_ACTIVITY_
Using the records that follow, count the lines containing the word "where" and give that number only.

○ ○ ○ ○

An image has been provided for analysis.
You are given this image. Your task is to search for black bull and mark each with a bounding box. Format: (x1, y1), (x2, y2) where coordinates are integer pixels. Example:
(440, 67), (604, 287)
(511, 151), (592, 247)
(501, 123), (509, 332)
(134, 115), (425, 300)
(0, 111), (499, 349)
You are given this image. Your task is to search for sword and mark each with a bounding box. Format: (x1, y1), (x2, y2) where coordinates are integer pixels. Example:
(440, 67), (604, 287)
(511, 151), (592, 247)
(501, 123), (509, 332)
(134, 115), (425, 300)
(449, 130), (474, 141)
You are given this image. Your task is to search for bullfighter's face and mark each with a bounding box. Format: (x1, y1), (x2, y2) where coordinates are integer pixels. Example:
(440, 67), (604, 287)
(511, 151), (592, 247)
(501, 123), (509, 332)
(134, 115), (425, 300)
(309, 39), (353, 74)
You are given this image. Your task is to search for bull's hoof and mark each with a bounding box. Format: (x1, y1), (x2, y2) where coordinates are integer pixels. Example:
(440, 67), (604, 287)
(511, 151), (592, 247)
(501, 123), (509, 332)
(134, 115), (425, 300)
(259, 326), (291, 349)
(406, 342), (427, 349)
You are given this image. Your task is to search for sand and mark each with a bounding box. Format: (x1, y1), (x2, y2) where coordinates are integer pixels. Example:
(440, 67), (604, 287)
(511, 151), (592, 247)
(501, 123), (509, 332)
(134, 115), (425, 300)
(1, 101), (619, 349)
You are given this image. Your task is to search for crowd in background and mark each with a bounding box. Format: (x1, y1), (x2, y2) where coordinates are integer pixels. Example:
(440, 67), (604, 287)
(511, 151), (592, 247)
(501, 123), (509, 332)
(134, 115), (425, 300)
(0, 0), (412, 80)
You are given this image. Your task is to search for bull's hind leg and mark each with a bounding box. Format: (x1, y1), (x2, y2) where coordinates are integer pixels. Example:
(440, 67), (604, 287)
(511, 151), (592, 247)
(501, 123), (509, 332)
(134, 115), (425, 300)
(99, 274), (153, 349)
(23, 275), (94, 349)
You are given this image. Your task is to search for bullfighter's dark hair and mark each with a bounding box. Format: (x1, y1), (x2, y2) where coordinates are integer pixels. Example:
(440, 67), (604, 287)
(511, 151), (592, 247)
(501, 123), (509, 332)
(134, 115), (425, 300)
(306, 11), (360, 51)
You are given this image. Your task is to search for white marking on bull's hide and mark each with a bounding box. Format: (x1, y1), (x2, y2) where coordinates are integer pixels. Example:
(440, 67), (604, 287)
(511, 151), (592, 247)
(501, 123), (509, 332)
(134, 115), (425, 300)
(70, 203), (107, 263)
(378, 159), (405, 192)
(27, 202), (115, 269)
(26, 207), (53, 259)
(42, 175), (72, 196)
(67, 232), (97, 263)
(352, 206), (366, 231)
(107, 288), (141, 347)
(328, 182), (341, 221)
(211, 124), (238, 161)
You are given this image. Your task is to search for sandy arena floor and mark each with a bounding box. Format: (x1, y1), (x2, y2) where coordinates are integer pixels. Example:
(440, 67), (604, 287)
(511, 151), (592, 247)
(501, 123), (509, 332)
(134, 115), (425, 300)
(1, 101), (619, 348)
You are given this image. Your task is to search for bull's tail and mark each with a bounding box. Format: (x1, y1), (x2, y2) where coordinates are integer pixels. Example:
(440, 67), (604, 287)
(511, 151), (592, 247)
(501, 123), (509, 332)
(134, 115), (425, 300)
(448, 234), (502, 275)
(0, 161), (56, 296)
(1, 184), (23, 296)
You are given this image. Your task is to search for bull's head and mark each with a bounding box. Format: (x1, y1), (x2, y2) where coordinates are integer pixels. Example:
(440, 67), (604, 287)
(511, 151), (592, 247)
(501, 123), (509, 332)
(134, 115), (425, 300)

○ ○ ○ ○

_RESPONSE TO THIS TASK_
12